→ **Recorded information**:
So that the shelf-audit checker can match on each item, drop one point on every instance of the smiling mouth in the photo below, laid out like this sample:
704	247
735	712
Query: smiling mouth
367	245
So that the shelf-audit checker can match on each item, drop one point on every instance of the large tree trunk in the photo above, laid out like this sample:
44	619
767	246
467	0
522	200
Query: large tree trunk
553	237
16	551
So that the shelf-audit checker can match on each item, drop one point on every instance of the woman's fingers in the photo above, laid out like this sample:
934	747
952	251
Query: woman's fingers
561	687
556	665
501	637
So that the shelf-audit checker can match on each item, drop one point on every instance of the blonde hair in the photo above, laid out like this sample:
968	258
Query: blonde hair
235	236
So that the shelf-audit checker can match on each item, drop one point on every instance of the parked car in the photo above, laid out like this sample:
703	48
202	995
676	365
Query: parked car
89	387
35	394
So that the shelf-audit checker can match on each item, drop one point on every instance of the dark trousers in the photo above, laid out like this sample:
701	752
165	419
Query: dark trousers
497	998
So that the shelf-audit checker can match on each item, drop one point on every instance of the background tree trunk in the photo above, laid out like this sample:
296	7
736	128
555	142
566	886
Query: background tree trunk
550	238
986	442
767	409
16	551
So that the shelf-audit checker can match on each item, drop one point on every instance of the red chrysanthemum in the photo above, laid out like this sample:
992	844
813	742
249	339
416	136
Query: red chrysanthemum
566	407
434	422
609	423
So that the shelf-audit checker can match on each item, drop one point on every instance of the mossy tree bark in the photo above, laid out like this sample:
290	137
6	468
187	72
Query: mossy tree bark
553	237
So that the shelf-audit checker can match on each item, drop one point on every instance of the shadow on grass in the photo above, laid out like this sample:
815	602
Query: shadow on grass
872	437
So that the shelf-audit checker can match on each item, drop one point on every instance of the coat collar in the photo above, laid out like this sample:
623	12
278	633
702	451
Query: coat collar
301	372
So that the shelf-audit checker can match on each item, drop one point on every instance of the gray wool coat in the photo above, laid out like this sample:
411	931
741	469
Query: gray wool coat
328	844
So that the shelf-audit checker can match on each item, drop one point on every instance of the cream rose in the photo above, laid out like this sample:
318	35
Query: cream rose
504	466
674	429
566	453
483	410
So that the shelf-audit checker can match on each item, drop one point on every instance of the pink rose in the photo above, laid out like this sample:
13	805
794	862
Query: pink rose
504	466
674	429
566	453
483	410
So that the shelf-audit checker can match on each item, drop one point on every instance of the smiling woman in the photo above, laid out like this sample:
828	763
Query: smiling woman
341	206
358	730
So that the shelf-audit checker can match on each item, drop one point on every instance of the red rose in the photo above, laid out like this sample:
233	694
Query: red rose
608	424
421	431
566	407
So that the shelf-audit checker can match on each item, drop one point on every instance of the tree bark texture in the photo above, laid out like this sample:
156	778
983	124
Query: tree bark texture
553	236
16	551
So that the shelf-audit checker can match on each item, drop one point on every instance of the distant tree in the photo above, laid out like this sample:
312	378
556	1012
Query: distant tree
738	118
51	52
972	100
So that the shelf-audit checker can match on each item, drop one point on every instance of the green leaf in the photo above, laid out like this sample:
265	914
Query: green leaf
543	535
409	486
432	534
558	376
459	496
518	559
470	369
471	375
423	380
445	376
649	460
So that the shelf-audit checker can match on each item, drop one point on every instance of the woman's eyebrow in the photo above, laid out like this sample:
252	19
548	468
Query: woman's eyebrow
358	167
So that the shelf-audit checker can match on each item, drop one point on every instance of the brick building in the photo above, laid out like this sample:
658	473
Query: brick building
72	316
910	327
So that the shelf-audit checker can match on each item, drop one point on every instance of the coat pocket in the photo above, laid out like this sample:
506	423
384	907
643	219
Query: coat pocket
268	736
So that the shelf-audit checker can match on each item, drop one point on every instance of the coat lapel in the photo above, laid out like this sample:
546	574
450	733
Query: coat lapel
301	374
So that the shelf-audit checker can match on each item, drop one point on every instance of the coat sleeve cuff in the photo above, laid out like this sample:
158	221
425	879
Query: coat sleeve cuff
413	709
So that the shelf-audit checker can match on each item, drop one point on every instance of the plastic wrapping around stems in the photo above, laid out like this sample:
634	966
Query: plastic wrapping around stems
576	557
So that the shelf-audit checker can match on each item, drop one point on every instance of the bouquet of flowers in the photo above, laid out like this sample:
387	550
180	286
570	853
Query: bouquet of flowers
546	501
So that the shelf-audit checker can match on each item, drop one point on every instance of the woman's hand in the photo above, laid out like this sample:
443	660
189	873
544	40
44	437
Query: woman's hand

→ **Work to be completed**: Write out, word for word, the line containing "of the plastic" and every line after it to the end of the data above.

→ **The result**:
So that the shelf-audit checker can match on each item, drop one point on every instance of the plastic wrapping around stems in the photo above, laid out like this sample:
634	966
Query: plastic wrapping around stems
576	557
So that the shelf-audit checker can match on each item, drop one point on every instance of the bouquet of flowers in the photo above, laid out like this sample:
387	550
180	286
570	853
Query: bouquet of flowers
546	501
So that the shelf-audit checker can match on each item, drop one point on every instance of the woman's hand in the photo above, laid out like this sample:
443	660
189	873
544	40
44	437
Query: woman's hand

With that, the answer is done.